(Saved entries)
----------
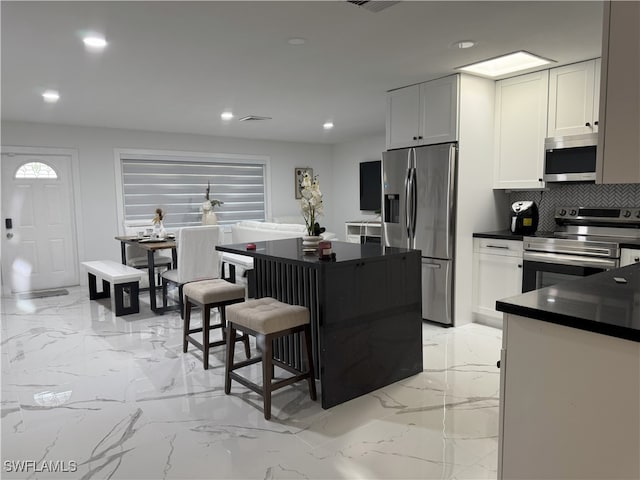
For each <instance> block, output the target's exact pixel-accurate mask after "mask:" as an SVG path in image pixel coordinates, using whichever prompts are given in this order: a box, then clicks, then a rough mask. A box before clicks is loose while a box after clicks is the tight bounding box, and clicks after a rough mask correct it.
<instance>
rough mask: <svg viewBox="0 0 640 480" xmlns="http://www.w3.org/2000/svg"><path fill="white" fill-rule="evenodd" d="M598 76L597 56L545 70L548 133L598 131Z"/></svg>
mask: <svg viewBox="0 0 640 480" xmlns="http://www.w3.org/2000/svg"><path fill="white" fill-rule="evenodd" d="M599 78H600V61H599V60H589V61H586V62H581V63H574V64H572V65H566V66H564V67H558V68H552V69H551V70H549V119H548V129H547V136H548V137H558V136H563V135H579V134H583V133H593V132H597V131H598V110H599V108H598V107H599V99H600V81H599ZM596 79H597V80H596Z"/></svg>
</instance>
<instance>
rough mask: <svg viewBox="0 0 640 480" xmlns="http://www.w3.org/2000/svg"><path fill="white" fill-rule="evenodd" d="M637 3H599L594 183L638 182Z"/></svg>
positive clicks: (639, 130) (639, 155)
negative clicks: (604, 3)
mask: <svg viewBox="0 0 640 480" xmlns="http://www.w3.org/2000/svg"><path fill="white" fill-rule="evenodd" d="M638 85H640V2H605V8H604V25H603V42H602V88H601V90H602V92H601V93H602V95H601V96H602V98H601V101H600V115H599V116H600V124H599V129H600V130H599V132H598V150H597V165H596V183H640V161H639V159H640V142H639V141H638V132H640V107H639V105H640V89H639V88H638Z"/></svg>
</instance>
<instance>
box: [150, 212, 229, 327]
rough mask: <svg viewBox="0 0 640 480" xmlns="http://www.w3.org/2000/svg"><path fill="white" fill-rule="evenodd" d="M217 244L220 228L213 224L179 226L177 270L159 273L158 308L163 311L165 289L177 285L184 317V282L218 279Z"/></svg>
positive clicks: (176, 239)
mask: <svg viewBox="0 0 640 480" xmlns="http://www.w3.org/2000/svg"><path fill="white" fill-rule="evenodd" d="M219 241H220V227H219V226H214V225H206V226H198V227H183V228H181V229H180V230H179V231H178V236H177V238H176V249H177V260H178V267H177V268H176V269H173V270H168V271H166V272H164V273H163V274H162V307H163V309H167V303H168V302H167V300H168V298H167V286H168V284H169V283H173V284H175V285H177V286H178V305H179V306H180V316H181V317H182V318H184V297H183V293H182V287H183V286H184V284H185V283H189V282H196V281H200V280H212V279H215V278H220V258H219V254H218V252H217V251H216V245H218V243H219Z"/></svg>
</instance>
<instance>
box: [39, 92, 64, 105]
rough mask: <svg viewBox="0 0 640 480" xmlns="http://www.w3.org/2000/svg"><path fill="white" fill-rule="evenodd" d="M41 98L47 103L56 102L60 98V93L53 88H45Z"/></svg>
mask: <svg viewBox="0 0 640 480" xmlns="http://www.w3.org/2000/svg"><path fill="white" fill-rule="evenodd" d="M42 98H43V99H44V101H45V102H47V103H56V102H57V101H58V100H60V94H59V93H58V92H56V91H55V90H47V91H45V92H44V93H43V94H42Z"/></svg>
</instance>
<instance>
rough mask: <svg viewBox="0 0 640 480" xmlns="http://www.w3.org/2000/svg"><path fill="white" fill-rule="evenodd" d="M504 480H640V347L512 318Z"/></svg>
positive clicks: (500, 377) (526, 320) (503, 435)
mask: <svg viewBox="0 0 640 480" xmlns="http://www.w3.org/2000/svg"><path fill="white" fill-rule="evenodd" d="M502 345H503V349H502V352H501V356H500V427H499V443H498V445H499V446H498V479H500V480H516V479H523V480H524V479H527V480H531V479H536V480H543V479H544V480H558V479H586V478H589V479H601V480H605V479H606V480H610V479H614V478H616V479H623V478H624V479H631V478H633V479H638V478H640V460H639V458H638V452H640V435H639V431H640V430H639V429H640V343H638V342H634V341H631V340H624V339H621V338H616V337H610V336H607V335H602V334H599V333H593V332H588V331H585V330H579V329H575V328H570V327H566V326H564V325H555V324H553V323H547V322H543V321H540V320H534V319H531V318H524V317H520V316H517V315H509V314H507V315H505V322H504V326H503V330H502Z"/></svg>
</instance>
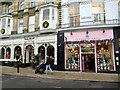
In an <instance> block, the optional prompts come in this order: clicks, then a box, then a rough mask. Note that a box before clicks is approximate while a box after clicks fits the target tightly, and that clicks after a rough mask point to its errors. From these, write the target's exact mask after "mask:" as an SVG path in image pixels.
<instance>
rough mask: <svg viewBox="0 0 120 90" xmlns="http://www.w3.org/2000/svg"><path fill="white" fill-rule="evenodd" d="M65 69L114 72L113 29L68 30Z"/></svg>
mask: <svg viewBox="0 0 120 90" xmlns="http://www.w3.org/2000/svg"><path fill="white" fill-rule="evenodd" d="M64 36H65V37H66V38H67V40H66V41H65V42H64V43H65V44H64V49H65V70H76V71H77V70H78V71H80V72H114V71H116V67H115V59H114V45H113V42H114V39H113V30H112V29H110V30H105V33H103V30H99V31H98V30H97V31H89V32H88V31H87V33H86V31H81V32H72V34H71V32H66V33H64Z"/></svg>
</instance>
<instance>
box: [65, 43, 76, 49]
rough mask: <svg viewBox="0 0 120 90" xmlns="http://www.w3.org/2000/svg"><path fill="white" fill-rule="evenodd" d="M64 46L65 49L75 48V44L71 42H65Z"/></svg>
mask: <svg viewBox="0 0 120 90" xmlns="http://www.w3.org/2000/svg"><path fill="white" fill-rule="evenodd" d="M66 48H67V49H73V48H75V45H73V44H67V45H66Z"/></svg>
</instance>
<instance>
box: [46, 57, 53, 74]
mask: <svg viewBox="0 0 120 90" xmlns="http://www.w3.org/2000/svg"><path fill="white" fill-rule="evenodd" d="M51 63H52V59H51V58H50V56H47V57H46V71H45V72H46V74H47V71H48V68H49V70H50V71H51V72H53V70H52V69H51V67H50V64H51Z"/></svg>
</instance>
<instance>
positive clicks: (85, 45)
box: [83, 44, 92, 47]
mask: <svg viewBox="0 0 120 90" xmlns="http://www.w3.org/2000/svg"><path fill="white" fill-rule="evenodd" d="M83 47H92V45H91V44H83Z"/></svg>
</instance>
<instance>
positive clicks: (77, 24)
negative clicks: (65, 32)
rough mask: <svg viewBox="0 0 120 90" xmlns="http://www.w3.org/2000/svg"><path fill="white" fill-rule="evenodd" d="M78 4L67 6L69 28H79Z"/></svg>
mask: <svg viewBox="0 0 120 90" xmlns="http://www.w3.org/2000/svg"><path fill="white" fill-rule="evenodd" d="M79 14H80V13H79V4H78V3H75V4H71V5H70V6H69V23H70V27H72V26H80V15H79Z"/></svg>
----------
What to do
Scan the entries for the word "image". Report each line that has it.

Solution
For each <instance> block, output the target's exact pixel-accurate mask after "mask:" as an SVG path in image pixel coordinates, using whichever prompts are given in this order: a box, then clicks, then a rough mask. A box before clicks is loose while a box after clicks is the tight bounding box, and clicks after a rough mask correct it.
In an <instance> block, the optional prompts come in this order: clicks, then a box, then a rough mask. Note that a box before clicks is approximate while a box after clicks fits the target tightly, and that clicks after a rough mask point to its errors. From these, write the target's exact mask after "mask:" as an SVG path in image pixels.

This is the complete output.